Write the material out again in full, word for word. Do not include the pictures.

[Begin INFORMATION PROVIDED]

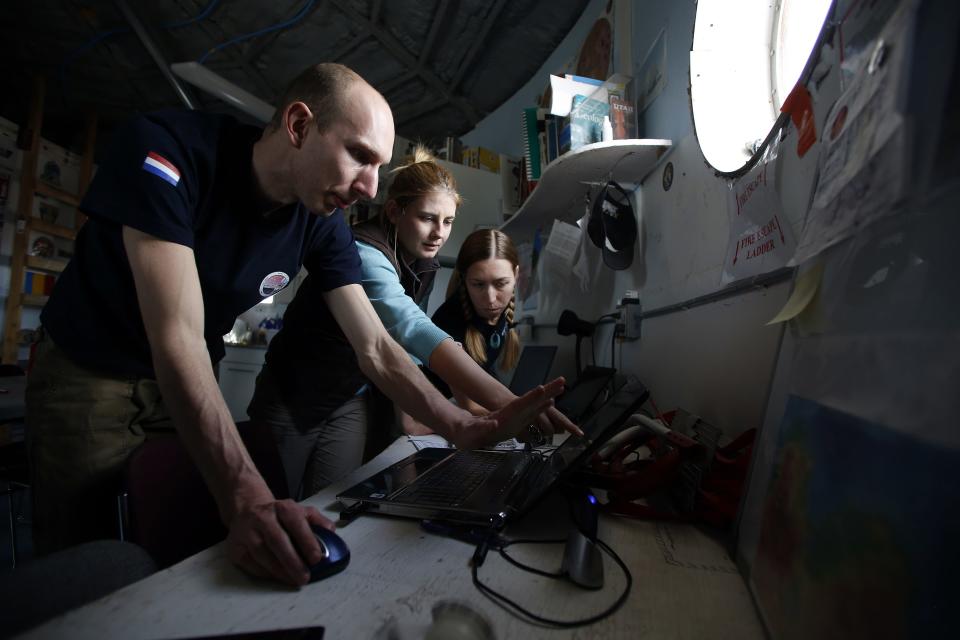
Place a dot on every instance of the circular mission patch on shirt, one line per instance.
(273, 283)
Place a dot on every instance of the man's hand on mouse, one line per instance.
(513, 419)
(273, 540)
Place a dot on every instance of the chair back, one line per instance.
(165, 506)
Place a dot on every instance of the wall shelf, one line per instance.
(559, 194)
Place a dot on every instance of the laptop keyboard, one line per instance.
(453, 482)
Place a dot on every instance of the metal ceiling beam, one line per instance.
(234, 60)
(118, 72)
(395, 48)
(396, 81)
(155, 53)
(478, 43)
(350, 46)
(421, 109)
(438, 18)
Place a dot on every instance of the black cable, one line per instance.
(512, 607)
(526, 567)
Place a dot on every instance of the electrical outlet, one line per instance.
(630, 315)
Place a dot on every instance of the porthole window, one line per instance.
(746, 58)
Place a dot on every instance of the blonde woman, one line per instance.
(311, 389)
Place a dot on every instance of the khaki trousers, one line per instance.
(82, 425)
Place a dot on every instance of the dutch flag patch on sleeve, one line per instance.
(161, 167)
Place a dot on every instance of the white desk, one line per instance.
(685, 586)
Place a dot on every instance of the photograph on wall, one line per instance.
(867, 545)
(651, 75)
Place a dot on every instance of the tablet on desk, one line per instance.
(299, 633)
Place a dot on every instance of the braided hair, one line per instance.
(485, 244)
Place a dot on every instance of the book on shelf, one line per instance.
(586, 120)
(533, 124)
(623, 117)
(510, 174)
(453, 150)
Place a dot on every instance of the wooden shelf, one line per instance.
(560, 192)
(29, 300)
(50, 191)
(45, 264)
(53, 229)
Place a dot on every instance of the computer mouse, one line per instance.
(337, 555)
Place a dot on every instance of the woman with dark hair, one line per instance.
(481, 302)
(311, 391)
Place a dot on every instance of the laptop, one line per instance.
(532, 368)
(579, 401)
(483, 487)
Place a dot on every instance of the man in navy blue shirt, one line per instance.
(193, 218)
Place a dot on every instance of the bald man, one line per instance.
(193, 219)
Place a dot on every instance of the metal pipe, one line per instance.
(155, 53)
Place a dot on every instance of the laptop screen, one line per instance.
(532, 368)
(601, 427)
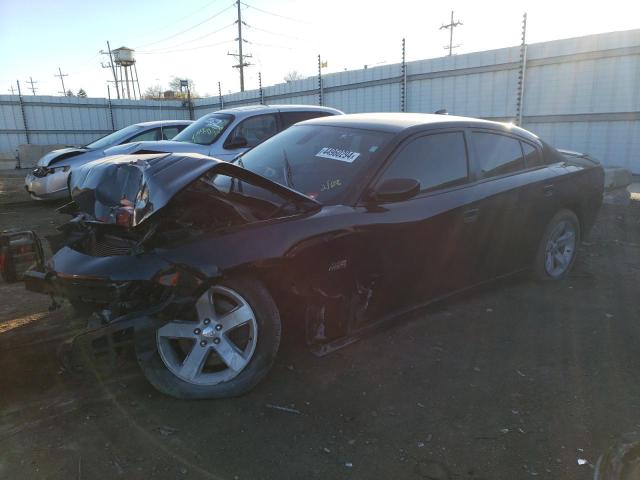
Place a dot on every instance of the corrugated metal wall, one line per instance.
(580, 93)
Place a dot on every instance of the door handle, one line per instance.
(471, 215)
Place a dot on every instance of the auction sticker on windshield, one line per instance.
(337, 154)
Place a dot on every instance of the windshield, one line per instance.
(206, 130)
(319, 161)
(116, 137)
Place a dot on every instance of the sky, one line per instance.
(192, 38)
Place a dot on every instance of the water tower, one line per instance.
(126, 63)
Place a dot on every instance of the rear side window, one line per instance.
(149, 135)
(167, 133)
(436, 161)
(256, 130)
(532, 157)
(289, 118)
(497, 154)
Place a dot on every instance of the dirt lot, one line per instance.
(518, 380)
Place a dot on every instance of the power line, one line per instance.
(158, 50)
(185, 49)
(61, 76)
(32, 82)
(189, 28)
(269, 45)
(450, 27)
(276, 33)
(278, 15)
(240, 56)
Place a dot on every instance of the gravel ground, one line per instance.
(515, 380)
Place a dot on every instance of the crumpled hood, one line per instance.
(147, 182)
(168, 146)
(56, 156)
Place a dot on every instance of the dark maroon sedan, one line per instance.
(336, 225)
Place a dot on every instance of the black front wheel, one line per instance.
(557, 249)
(225, 351)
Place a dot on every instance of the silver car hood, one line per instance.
(56, 156)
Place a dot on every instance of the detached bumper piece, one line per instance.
(19, 251)
(90, 290)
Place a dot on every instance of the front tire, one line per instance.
(557, 248)
(225, 351)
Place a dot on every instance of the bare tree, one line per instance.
(292, 76)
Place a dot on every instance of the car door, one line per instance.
(539, 200)
(420, 246)
(247, 134)
(501, 175)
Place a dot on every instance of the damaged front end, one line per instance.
(121, 258)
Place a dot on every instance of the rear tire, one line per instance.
(166, 368)
(556, 252)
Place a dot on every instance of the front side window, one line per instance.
(497, 154)
(255, 130)
(319, 161)
(532, 157)
(436, 161)
(205, 130)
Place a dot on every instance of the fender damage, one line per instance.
(151, 232)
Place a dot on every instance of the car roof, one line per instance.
(398, 122)
(571, 153)
(254, 109)
(157, 123)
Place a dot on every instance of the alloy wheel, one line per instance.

[End INFORMATION PROVIDED]

| REPLY |
Place a dot on every instance of the circular mission patch on shirt, one line per instance.
(273, 283)
Place a dot on every instance of the man's hand on mouse, one line per instance.
(513, 419)
(273, 540)
Place a dot on every instance of the chair back, one line per instance.
(165, 506)
Place a dot on every instance of the wall shelf, one line per instance.
(559, 194)
Place a dot on every instance of the laptop keyboard, one line per instance.
(453, 482)
Place a dot on every instance of the metal ceiling beam, one line per instance.
(234, 60)
(118, 72)
(395, 48)
(396, 81)
(155, 53)
(478, 43)
(350, 46)
(421, 109)
(438, 18)
Place a dot on every instance of the black cable, one line per instance.
(512, 607)
(526, 567)
Place a dot on every instance of the electrical outlet, one line per instance.
(630, 315)
Place a dot on every instance of the porthole window, one line per instance.
(746, 58)
Place a dot on every instance of the blonde woman, one line per instance.
(311, 389)
Place a dot on every instance of the khaki trousers, one line per instance.
(82, 425)
Place a dot on every instance of the dutch flag patch on sleeve, one line per instance.
(161, 167)
Place a dot on every instance of the white desk, one line per instance.
(685, 586)
Place a dot on every instance of the photograph on wall, one line per instance.
(867, 545)
(651, 75)
Place a dot on every instance of the tablet on desk, one line per instance.
(299, 633)
Place a dot on every instance of the braided hair, one line per instance.
(485, 244)
Place a dot on every instance of the book on shelf, one line per instance.
(586, 120)
(533, 124)
(623, 117)
(510, 174)
(453, 150)
Place a dot on every instance of the wooden shelf, one line per instance.
(560, 192)
(29, 300)
(50, 191)
(45, 264)
(53, 229)
Place a dot on every instance of the computer mouse, one line per instance.
(337, 555)
Place a dot on every instance of the woman with dark hair, one line per instance.
(481, 302)
(311, 391)
Place a dot on every instance of the laptop, one line per instance.
(532, 368)
(579, 401)
(483, 487)
Place a dot on every instance of the man in navy blue shirt, one line per instance.
(193, 218)
Place a dot on every instance of the bald man, one line per instance.
(193, 219)
Place a dot on every instance of the metal pipe, one line per instance.
(155, 53)
Place a dot on every instance of the laptop screen, one line per instance.
(532, 368)
(601, 427)
Place a dot on every instance of the corrugated metal wall, one line per instance.
(580, 93)
Place a dot on every instance of the door handle, one line per instance.
(471, 215)
Place a dot on every instance of the auction sticker on windshield, one line per instance.
(337, 154)
Place a dot on every instance of the windshield, one line per instance.
(206, 130)
(319, 161)
(116, 137)
Place a dot on every instance of the sky, one line per instance.
(192, 38)
Place a dot on every instance of the water tower, one line per instance.
(126, 63)
Place a dot on every instance of the rear side window, one line per instance.
(149, 135)
(167, 133)
(436, 161)
(256, 130)
(532, 157)
(289, 118)
(497, 154)
Place a dot on every instance of the dirt lot, one line per instance.
(518, 380)
Place a dot on every instance of the power line, one line per instance.
(158, 50)
(185, 49)
(61, 76)
(32, 82)
(189, 28)
(269, 45)
(450, 27)
(276, 33)
(278, 15)
(240, 56)
Place a dot on every instance of the gravel ground, one line per instance.
(515, 380)
Place a dot on every instance of the crumpled hood, one line per instance.
(147, 182)
(168, 146)
(56, 156)
Place a dot on every instance of the dark maroon sedan, one line per instance.
(336, 225)
Place a dot on every instance of the black front wheel, one line per instance.
(557, 249)
(225, 351)
Place a dot on every instance of the silver car hood, one line per instance.
(56, 156)
Place a dot on every instance of the detached bumper piece, one line per instance.
(19, 251)
(90, 290)
Place a dot on every instance of the front tire, one line per instance.
(557, 248)
(225, 351)
Place a dot on every instance of the bare tree, one line per instance.
(292, 76)
Place a dot on every instance of the car door, one line per instance.
(539, 200)
(420, 246)
(247, 134)
(501, 175)
Place a dot on every instance of the damaged front end, one line per instance.
(121, 258)
Place a dot on every instance of the rear tire, one line per instance.
(166, 368)
(556, 252)
Place a dot on every instance of the front side window, one line per instance.
(497, 154)
(255, 130)
(319, 161)
(532, 157)
(436, 161)
(205, 130)
Place a dot on every instance of the fender damage, one line per instance.
(151, 232)
Place a dot on every instance of the car roof, one line per instance.
(398, 122)
(571, 153)
(254, 109)
(157, 123)
Place a dot on every instance of the alloy wheel, one line per instance.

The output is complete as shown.